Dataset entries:
+ + +

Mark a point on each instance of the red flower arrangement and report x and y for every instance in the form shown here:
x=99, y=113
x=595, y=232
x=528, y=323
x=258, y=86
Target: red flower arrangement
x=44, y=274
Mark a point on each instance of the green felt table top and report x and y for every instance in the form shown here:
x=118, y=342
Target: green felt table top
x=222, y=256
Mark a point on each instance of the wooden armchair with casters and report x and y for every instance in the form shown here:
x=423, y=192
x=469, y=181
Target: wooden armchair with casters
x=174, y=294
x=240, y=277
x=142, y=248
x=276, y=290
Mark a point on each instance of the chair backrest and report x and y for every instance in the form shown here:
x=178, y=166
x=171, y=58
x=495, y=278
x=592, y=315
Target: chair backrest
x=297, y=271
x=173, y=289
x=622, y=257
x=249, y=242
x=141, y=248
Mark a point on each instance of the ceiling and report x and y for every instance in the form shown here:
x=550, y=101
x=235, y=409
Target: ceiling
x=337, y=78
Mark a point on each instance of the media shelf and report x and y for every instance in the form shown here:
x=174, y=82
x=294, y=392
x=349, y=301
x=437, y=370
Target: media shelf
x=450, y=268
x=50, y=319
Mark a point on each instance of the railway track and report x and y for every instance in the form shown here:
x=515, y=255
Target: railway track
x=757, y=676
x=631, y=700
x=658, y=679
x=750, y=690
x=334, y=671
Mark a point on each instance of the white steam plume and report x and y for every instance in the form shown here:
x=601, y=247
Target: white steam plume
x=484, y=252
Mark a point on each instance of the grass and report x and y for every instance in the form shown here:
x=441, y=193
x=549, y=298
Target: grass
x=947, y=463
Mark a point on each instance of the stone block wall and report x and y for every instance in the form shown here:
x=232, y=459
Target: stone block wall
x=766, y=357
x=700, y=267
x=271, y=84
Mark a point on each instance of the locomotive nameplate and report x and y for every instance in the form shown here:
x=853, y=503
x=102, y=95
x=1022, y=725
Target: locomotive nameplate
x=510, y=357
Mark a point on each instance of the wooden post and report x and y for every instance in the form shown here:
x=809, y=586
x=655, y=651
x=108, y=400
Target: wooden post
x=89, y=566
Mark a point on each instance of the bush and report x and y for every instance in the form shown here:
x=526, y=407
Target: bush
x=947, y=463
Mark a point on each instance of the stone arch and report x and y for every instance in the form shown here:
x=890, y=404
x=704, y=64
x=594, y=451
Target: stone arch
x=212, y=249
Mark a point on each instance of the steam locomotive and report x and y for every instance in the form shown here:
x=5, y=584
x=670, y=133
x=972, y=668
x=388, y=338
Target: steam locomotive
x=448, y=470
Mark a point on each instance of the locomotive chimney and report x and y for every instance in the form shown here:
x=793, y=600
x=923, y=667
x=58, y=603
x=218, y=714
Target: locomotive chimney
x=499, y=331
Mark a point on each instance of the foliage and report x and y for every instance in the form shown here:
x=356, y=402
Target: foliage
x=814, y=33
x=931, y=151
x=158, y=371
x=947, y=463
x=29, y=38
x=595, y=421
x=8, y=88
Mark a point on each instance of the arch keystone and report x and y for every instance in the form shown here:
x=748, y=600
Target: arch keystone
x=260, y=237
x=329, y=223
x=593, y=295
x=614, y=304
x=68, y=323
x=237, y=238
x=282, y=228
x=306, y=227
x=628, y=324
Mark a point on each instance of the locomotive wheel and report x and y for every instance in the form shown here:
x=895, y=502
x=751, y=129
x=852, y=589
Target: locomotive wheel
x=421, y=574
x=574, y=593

+ + +

What to work on
Reproduce the data above in full, keeping it exactly the same.

Exercise response
Mark a point on each instance of the red flower arrangement and report x and y for every instance in the form shown here:
x=99, y=113
x=595, y=232
x=528, y=323
x=258, y=86
Target: red flower arrangement
x=44, y=274
Mark a point on each instance of the green felt table top and report x and y for every instance in the form shown here:
x=118, y=342
Target: green felt table top
x=222, y=256
Mark a point on each instance of the wooden armchair with casters and report x and y for every instance in the form shown here:
x=423, y=192
x=469, y=181
Target: wooden armchair with casters
x=174, y=294
x=240, y=277
x=142, y=248
x=276, y=290
Mark a point on each instance of the chair backrest and report x and y for every instance in the form shown here:
x=178, y=166
x=171, y=58
x=495, y=278
x=592, y=315
Target: chair backrest
x=297, y=271
x=173, y=289
x=622, y=257
x=249, y=242
x=141, y=248
Mark a point on each instance of the ceiling and report x and y for every instance in the form shown here:
x=550, y=101
x=235, y=409
Target: ceiling
x=337, y=78
Mark a point on each instance of the media shelf and report x and y for every instance in the form shown here:
x=174, y=82
x=294, y=392
x=349, y=301
x=437, y=370
Target: media shelf
x=450, y=268
x=50, y=319
Mark a point on each instance of the railway track and report x and y for every instance in the form shown here:
x=515, y=255
Target: railway track
x=757, y=676
x=631, y=700
x=658, y=679
x=750, y=690
x=334, y=671
Mark a point on each instance of the white steam plume and report x and y for every instance in the form shown here:
x=601, y=247
Target: white steam plume
x=484, y=252
Mark a point on each instance of the grass and report x and y for every instance in the form shown here:
x=441, y=193
x=549, y=298
Target: grass
x=947, y=463
Mark a point on each instance of the stone block wall and report x and y for every instance in the form shown here:
x=232, y=459
Target: stone block wall
x=766, y=357
x=700, y=267
x=271, y=84
Mark a point on each instance of the locomotive nameplate and report x and y for every instance in the form shown here:
x=853, y=503
x=102, y=95
x=1022, y=725
Target: locomotive nameplate
x=510, y=357
Mark a point on each instance of the wooden post and report x and y for every instance in the form shown here:
x=809, y=586
x=655, y=651
x=108, y=400
Target: wooden post
x=89, y=566
Mark a point on each instance of the bush and report x and y for every instance in the form shown here:
x=526, y=407
Target: bush
x=947, y=463
Mark a point on each instance of the stone arch and report x and y for every instance in the form shown here:
x=890, y=404
x=704, y=64
x=594, y=451
Target: stone arch
x=212, y=249
Mark a point on each instance of the steam locomotive and report x and y for every instance in the form shown here:
x=5, y=584
x=670, y=133
x=972, y=668
x=388, y=338
Target: steam locomotive
x=448, y=470
Mark a point on each instance of the locomotive chimney and report x and y for every instance in the form shown here:
x=793, y=600
x=923, y=667
x=58, y=603
x=218, y=714
Target: locomotive chimney
x=499, y=331
Mark a point on each instance of the foliage and report x and y for every instance in the form shown here:
x=356, y=402
Target: foliage
x=814, y=33
x=931, y=151
x=158, y=371
x=947, y=463
x=29, y=38
x=595, y=421
x=8, y=88
Mark a point on each instance of the arch keystone and report x and y for every instance in the form shown here:
x=748, y=600
Target: arch keystone
x=260, y=237
x=329, y=223
x=593, y=295
x=614, y=304
x=68, y=323
x=237, y=238
x=282, y=228
x=306, y=227
x=628, y=324
Mark a point on each instance of the locomotive wheel and report x and y for every instance in the form shown here:
x=895, y=502
x=751, y=129
x=852, y=589
Target: locomotive wheel
x=421, y=574
x=574, y=593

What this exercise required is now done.